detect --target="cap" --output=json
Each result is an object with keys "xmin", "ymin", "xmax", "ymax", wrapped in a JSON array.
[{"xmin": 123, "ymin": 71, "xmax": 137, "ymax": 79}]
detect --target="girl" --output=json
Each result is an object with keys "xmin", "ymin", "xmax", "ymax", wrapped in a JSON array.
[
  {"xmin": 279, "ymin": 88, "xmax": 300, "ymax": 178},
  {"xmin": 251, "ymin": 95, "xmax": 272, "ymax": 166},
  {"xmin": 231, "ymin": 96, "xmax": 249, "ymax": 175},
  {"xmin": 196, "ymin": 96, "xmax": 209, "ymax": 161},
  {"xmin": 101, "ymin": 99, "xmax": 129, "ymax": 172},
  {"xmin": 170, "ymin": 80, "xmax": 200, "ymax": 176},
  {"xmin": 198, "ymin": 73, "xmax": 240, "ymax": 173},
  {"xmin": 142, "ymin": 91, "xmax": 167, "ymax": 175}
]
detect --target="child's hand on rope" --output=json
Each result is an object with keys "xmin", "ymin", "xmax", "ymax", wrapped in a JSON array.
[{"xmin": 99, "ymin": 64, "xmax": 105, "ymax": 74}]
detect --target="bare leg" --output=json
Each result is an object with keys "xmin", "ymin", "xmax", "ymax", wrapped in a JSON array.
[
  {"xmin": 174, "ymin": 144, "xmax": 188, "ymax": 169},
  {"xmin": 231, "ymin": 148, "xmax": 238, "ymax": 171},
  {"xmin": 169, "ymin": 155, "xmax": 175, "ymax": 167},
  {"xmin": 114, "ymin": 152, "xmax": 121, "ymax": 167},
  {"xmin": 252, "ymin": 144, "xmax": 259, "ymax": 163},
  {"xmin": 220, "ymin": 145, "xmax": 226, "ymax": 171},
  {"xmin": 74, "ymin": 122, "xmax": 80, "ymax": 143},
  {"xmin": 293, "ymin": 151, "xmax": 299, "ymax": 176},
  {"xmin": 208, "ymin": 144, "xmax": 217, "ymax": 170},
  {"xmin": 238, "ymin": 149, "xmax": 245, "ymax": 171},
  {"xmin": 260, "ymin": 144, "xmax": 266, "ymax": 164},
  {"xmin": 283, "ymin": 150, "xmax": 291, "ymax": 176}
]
*****
**Problem**:
Would you please reproduce all of the lines above exactly?

**Written answer**:
detect --target="cap" --output=json
Each result is an object with keys "xmin", "ymin", "xmax", "ymax", wrapped in a JSON array.
[{"xmin": 123, "ymin": 71, "xmax": 137, "ymax": 79}]
detect --target="girl" --output=json
Each result is an object with keys "xmin", "ymin", "xmax", "ymax", wrapped in a JSON array.
[
  {"xmin": 279, "ymin": 88, "xmax": 300, "ymax": 178},
  {"xmin": 251, "ymin": 95, "xmax": 272, "ymax": 166},
  {"xmin": 231, "ymin": 96, "xmax": 249, "ymax": 175},
  {"xmin": 196, "ymin": 96, "xmax": 209, "ymax": 161},
  {"xmin": 101, "ymin": 99, "xmax": 129, "ymax": 172},
  {"xmin": 170, "ymin": 80, "xmax": 200, "ymax": 176},
  {"xmin": 198, "ymin": 73, "xmax": 240, "ymax": 173},
  {"xmin": 142, "ymin": 91, "xmax": 167, "ymax": 175}
]
detect --target="child's hand on rope" --output=json
Each result is an object with keys "xmin", "ymin", "xmax", "ymax", wrapped in a JSON array.
[{"xmin": 99, "ymin": 64, "xmax": 105, "ymax": 74}]
detect --target="bare leg" --output=json
Each result is an object with keys "xmin", "ymin", "xmax", "ymax", wrapped in a JSON array.
[
  {"xmin": 174, "ymin": 144, "xmax": 188, "ymax": 169},
  {"xmin": 231, "ymin": 148, "xmax": 238, "ymax": 171},
  {"xmin": 169, "ymin": 155, "xmax": 175, "ymax": 167},
  {"xmin": 114, "ymin": 152, "xmax": 121, "ymax": 167},
  {"xmin": 252, "ymin": 144, "xmax": 259, "ymax": 163},
  {"xmin": 220, "ymin": 145, "xmax": 226, "ymax": 171},
  {"xmin": 74, "ymin": 122, "xmax": 80, "ymax": 143},
  {"xmin": 293, "ymin": 151, "xmax": 299, "ymax": 176},
  {"xmin": 208, "ymin": 144, "xmax": 217, "ymax": 170},
  {"xmin": 238, "ymin": 149, "xmax": 245, "ymax": 171},
  {"xmin": 260, "ymin": 144, "xmax": 266, "ymax": 164},
  {"xmin": 283, "ymin": 150, "xmax": 291, "ymax": 176}
]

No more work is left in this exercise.